▶ _SUPPLIED DATA_:
------------------------------------------------

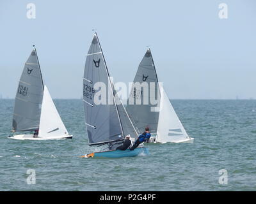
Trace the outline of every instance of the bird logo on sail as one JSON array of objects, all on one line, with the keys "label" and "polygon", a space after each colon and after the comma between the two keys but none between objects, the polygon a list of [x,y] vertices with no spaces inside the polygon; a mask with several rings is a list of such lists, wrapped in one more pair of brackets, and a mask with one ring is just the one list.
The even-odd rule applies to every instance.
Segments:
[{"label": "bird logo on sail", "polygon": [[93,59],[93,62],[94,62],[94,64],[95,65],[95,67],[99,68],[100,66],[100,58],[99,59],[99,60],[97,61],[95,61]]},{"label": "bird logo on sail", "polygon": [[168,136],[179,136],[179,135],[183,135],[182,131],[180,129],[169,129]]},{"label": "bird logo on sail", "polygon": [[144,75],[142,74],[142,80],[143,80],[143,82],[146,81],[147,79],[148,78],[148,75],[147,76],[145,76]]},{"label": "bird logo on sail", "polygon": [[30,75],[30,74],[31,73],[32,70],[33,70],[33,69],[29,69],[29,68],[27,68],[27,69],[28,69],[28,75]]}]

------------------------------------------------

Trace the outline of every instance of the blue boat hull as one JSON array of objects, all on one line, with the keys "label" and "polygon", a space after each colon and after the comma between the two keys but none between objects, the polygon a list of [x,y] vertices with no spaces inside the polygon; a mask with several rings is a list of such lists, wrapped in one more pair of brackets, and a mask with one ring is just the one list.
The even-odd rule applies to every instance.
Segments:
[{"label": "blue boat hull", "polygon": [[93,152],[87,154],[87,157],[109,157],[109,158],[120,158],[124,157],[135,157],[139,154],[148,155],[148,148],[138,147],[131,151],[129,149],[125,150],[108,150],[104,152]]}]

------------------------------------------------

▶ _DESCRIPTION OF THE TASK_: Please find each line in the listing above that contains the word "objects" and copy those lines.

▶ _EXERCISE ANSWER_:
Trace the outline of every instance of the bird logo on sail as one JSON array of objects, all on one line, with the keys "label" and "polygon", a space after each colon and after the comma between the two keys but none between objects, the polygon a list of [x,y] vertices with no spaces inside the polygon; a mask with several rings is a list of such lists, wrapped in one more pair of brackets, and a mask with one ring is just the one list.
Trace the outline of every instance of the blue boat hull as one JSON array of objects, all on one line, with the keys "label" and "polygon", a space after each colon and after the comma between the two keys but none between objects, the polygon a list of [x,y] vertices with no spaces inside the polygon; a mask with several rings is a list of such lists, wrapped in one more pair of brackets, and a mask with one ring is just the one list.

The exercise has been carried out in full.